What the task requires:
Set down each entry exactly; omit images.

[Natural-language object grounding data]
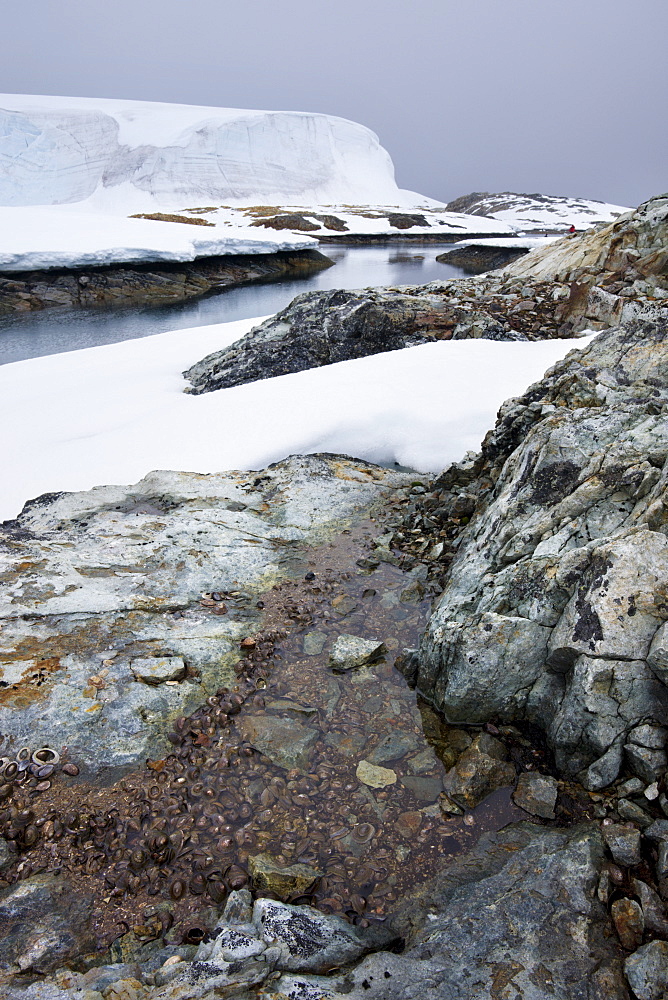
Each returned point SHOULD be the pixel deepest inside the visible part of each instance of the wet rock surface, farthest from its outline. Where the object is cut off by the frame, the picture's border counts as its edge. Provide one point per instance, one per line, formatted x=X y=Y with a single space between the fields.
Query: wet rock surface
x=592 y=281
x=557 y=588
x=480 y=259
x=518 y=913
x=551 y=546
x=102 y=597
x=152 y=284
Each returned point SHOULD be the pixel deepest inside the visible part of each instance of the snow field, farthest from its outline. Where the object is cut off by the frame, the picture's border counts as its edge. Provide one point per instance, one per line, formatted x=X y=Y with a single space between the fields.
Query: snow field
x=112 y=414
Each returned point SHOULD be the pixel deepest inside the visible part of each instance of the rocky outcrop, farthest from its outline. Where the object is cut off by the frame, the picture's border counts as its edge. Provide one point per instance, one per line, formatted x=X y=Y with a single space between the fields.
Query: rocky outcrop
x=571 y=285
x=536 y=212
x=633 y=251
x=321 y=328
x=479 y=259
x=104 y=640
x=149 y=283
x=554 y=605
x=519 y=911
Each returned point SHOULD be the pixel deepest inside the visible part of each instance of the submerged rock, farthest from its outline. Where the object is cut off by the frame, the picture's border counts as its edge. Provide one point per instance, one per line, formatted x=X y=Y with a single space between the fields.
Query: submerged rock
x=647 y=970
x=350 y=651
x=557 y=589
x=283 y=880
x=151 y=284
x=536 y=794
x=480 y=770
x=44 y=923
x=287 y=742
x=519 y=912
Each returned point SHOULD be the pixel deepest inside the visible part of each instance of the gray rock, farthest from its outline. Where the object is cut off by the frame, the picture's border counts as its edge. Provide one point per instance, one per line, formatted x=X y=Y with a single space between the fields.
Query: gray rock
x=476 y=774
x=623 y=842
x=158 y=669
x=632 y=786
x=542 y=617
x=322 y=328
x=518 y=913
x=424 y=789
x=633 y=812
x=312 y=941
x=658 y=830
x=647 y=764
x=283 y=880
x=351 y=651
x=653 y=737
x=393 y=746
x=286 y=742
x=314 y=643
x=94 y=583
x=647 y=970
x=654 y=914
x=5 y=853
x=628 y=920
x=536 y=794
x=44 y=923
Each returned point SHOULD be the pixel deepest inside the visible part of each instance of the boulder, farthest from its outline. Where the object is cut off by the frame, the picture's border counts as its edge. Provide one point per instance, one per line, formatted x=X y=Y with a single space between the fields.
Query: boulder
x=536 y=794
x=350 y=651
x=517 y=916
x=283 y=880
x=101 y=591
x=480 y=770
x=647 y=970
x=557 y=589
x=44 y=923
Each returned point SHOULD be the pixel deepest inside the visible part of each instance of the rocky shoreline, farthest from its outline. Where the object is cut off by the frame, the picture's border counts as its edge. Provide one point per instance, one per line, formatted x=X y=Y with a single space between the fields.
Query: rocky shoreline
x=259 y=615
x=149 y=284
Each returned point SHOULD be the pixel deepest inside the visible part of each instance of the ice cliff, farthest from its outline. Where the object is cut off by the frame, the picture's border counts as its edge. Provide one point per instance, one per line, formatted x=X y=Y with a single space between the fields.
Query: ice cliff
x=129 y=155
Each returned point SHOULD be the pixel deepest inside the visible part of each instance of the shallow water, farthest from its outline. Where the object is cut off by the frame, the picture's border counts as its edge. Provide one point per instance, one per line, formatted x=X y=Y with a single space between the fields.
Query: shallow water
x=181 y=830
x=53 y=331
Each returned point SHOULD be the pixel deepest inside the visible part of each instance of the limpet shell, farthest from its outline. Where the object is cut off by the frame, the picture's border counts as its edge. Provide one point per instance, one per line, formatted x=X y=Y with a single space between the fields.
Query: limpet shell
x=47 y=755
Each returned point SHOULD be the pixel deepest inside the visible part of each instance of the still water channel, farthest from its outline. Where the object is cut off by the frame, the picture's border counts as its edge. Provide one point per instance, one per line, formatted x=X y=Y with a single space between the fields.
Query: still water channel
x=56 y=330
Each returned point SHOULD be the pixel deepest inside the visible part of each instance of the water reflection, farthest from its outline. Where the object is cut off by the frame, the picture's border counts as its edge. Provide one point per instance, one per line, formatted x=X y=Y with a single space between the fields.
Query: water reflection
x=56 y=330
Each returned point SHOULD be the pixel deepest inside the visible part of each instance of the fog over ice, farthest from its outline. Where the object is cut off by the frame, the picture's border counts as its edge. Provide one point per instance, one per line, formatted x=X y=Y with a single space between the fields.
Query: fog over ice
x=560 y=98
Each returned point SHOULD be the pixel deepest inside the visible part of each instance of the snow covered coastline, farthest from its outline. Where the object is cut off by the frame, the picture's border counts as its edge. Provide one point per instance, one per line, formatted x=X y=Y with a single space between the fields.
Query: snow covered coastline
x=36 y=238
x=110 y=414
x=537 y=213
x=131 y=156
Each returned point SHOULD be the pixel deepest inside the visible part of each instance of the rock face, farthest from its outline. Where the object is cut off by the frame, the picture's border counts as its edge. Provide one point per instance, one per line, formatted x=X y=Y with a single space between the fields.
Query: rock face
x=536 y=212
x=321 y=328
x=518 y=913
x=104 y=640
x=558 y=588
x=634 y=247
x=149 y=283
x=593 y=281
x=44 y=922
x=478 y=260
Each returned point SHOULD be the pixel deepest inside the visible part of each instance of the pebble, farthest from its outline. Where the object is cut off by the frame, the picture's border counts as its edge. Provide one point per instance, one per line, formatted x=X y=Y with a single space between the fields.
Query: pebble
x=375 y=777
x=350 y=651
x=629 y=810
x=624 y=843
x=536 y=794
x=158 y=669
x=647 y=970
x=629 y=923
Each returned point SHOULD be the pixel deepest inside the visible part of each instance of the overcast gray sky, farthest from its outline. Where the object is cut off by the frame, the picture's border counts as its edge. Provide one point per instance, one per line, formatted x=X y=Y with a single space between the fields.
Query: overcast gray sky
x=557 y=96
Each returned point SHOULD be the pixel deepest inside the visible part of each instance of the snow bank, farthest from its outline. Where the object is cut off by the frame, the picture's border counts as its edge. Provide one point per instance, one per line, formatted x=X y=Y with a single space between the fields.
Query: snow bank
x=111 y=414
x=36 y=238
x=369 y=220
x=538 y=212
x=132 y=156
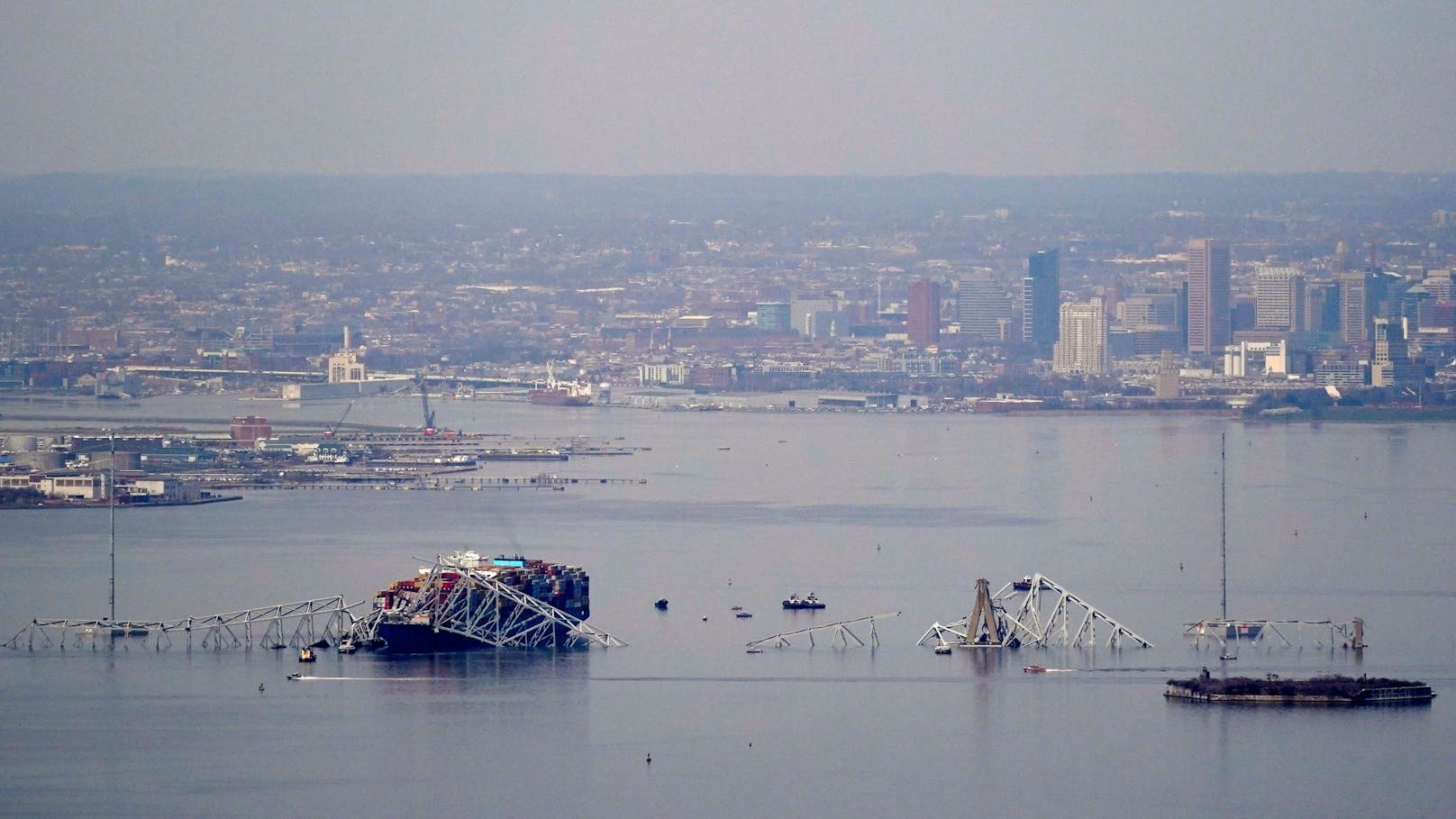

Response for this exercise:
Each returned point SHOULD be the pixel deepest inside the visible part of each instance of the wet rock surface, farthest from its outline. Where the object is cut off by the frame, the picture's border counts as its edge. Provide one point per instance, one per line, formatted x=X y=Y with a single space between the fields.
Query: wet rock surface
x=592 y=281
x=557 y=588
x=480 y=259
x=518 y=913
x=551 y=546
x=102 y=597
x=152 y=284
Each returned point SHOULD be the pixel deepest inside the visible part of each instance of the snow field, farthest from its outline. Where the object is cut off by the frame, the picture's border counts as its edge. Provide one point per instance, one per line, formatted x=X y=Y with a single space between the fields.
Query: snow field
x=112 y=414
Each returned point SHOULD be the pixel deepest inside the visible part of each instance of the rocky outcrop, farthest from its outline. Where the object is cut off by the frame, the picture's border counts as its edge. Provide one point per instance, one per line, formatted x=X y=Y with a single space between the fields.
Query: rocky outcrop
x=571 y=285
x=536 y=212
x=633 y=251
x=321 y=328
x=479 y=259
x=104 y=640
x=149 y=283
x=554 y=605
x=519 y=911
Each returned point SHOULD be the pixel deepest inside the visible part of each instance of the submerged rock, farthest from its outline. Where the object is cut off by the frame, the picture's border counts as its edge. Provide one point per instance, one per line, formatted x=X y=Y with a single space between the fields.
Query: submerged rock
x=647 y=970
x=350 y=651
x=557 y=589
x=283 y=880
x=151 y=284
x=536 y=794
x=480 y=770
x=44 y=923
x=287 y=742
x=519 y=912
Each returned point SHOULD be the pixel deepest inside the visible part of each instance of the gray rock, farthest from its outline. Where the object is cut off by the frame, the picture's border counts as its edge. Provide one point per instance, one per line, formatted x=X y=Y with a single space between the fields.
Query: gray rock
x=476 y=774
x=623 y=842
x=158 y=669
x=632 y=786
x=542 y=617
x=322 y=328
x=518 y=913
x=424 y=789
x=633 y=812
x=312 y=941
x=658 y=830
x=647 y=764
x=283 y=880
x=351 y=651
x=653 y=737
x=393 y=746
x=286 y=742
x=314 y=643
x=94 y=583
x=647 y=970
x=654 y=914
x=5 y=853
x=628 y=920
x=536 y=794
x=44 y=923
Each returned point SHOULD be the pixel deepest inside the visible part of each instance of the boulder, farthest from its outline. Where the object is cut off by the frame, the picture's border counts as its edge. Provide one point per instance, one per line, formatted x=X y=Y with a single space between the fields.
Query: boulder
x=536 y=794
x=350 y=651
x=517 y=916
x=283 y=880
x=101 y=591
x=480 y=770
x=647 y=970
x=557 y=589
x=44 y=923
Each returned point SHOULD be the pixel deepest inside the visible part of each instance of the rocky shoreline, farthest from its outline. Where the object is cut off by the frame, the picture's border counts as its edge. Provide one point per instance, one per line, formatted x=X y=Y with a single space between the fields.
Query: rocky shoreline
x=259 y=615
x=149 y=284
Each returned point SHOULD be the pixel deepest inside the visible part of each instance of the ice cliff, farthest from its outline. Where the object is cut off by the frame, the picture's border counts as its edge. Provide one point per instance, one per line, formatted x=X y=Y with a single space between the fields.
Query: ice cliff
x=129 y=155
Each returned point SHOULD be the pixel deepest inside the visible part of each instance of the shallow water, farthest from its outline. Where the object is cut off by the frame, the picture's border counts as its edge. Provide one point per instance, one per line, formatted x=X y=Y with a single space between the fields.
Query: shallow water
x=181 y=830
x=53 y=331
Each returned point SHOULD be the pixel deepest inside the visible part of each instance of the limpet shell, farthest from its outline. Where the object is cut off by the frame, the picture's border counts as its edge. Provide one point per instance, one per line, formatted x=X y=Y with a single space between the fields.
Query: limpet shell
x=47 y=755
Each returned point SHOULD be the pixel deepest inside the visible part of each instance of the still water channel, farthest from its outline. Where the object is cut off by the frame, the picture's border counts as its edge. Provide one point per instance, one per line, formatted x=X y=Y with a single space between the fields.
Query: still water channel
x=56 y=330
Each returned point SHOULD be the pixel deepest inside the visible part of each instance of the water reflection, farthest from its outline. Where the object is cut off by the frame, the picture's border counts as its edge. Provide one point per instance, one per line, formatted x=X y=Y with a single space between the fields.
Query: water reflection
x=56 y=330
Each returned point SHOULD be the pixel deepest inside the visible part of each instance of the fog over ice, farthest from its outline. Where the object is cut off by the frame, the picture's border counts as its edge. Provide one point per instance, one per line, formatted x=X y=Y with a single space between the fields.
Query: fog over ice
x=560 y=98
Each returned point SHOULD be the pixel deepest inside the visible part of each instance of the snow covered coastline, farthest from its outline. Where the object is cut off by the frame, the picture's border counts as its edge. Provide one point per instance, one per line, formatted x=X y=Y with a single space between the fields.
Query: snow covered coastline
x=36 y=238
x=110 y=414
x=537 y=213
x=131 y=156
Each returned point SHOULD be the pixel deepest inside the visible part of each instance of the rock face, farthest from its outline. Where the object is cut off by the frame, the picture's border counts as its edge. Provide one point per instance, one per line, formatted x=X y=Y with a single space between the fields.
Query: rock face
x=536 y=212
x=321 y=328
x=518 y=913
x=104 y=640
x=558 y=588
x=634 y=247
x=149 y=283
x=593 y=281
x=44 y=922
x=478 y=260
Each returned point SHOULD be the pixel deepest inside the visible part of each instance of the pebble, farthest from its outline. Where the object is cut off by the frame, the picture's border counts as its edge. Provide one point per instance, one per line, formatted x=X y=Y with a single space between the fields.
Query: pebble
x=375 y=777
x=350 y=651
x=629 y=810
x=624 y=843
x=536 y=794
x=158 y=669
x=647 y=970
x=629 y=923
Each returned point SHOULD be the pixel deepest inside the visible part of each instance of the overcast gray sky, farthest from its outline. Where the object is cut off by the frame, the picture's border counts as its edge. Provide one point per instance, one per line, formatted x=X y=Y with a single space between the fields.
Query: overcast gray sky
x=557 y=96
Each returned point SHOULD be the pixel deepest inside the visible part of each instance of the snow bank, farthest from its outline. Where the object is cut off by the frame, the picture's border counts as its edge. Provide one point per instance, one per line, formatted x=X y=Y with a single space between the fields.
Query: snow bank
x=111 y=414
x=36 y=238
x=369 y=220
x=538 y=212
x=132 y=156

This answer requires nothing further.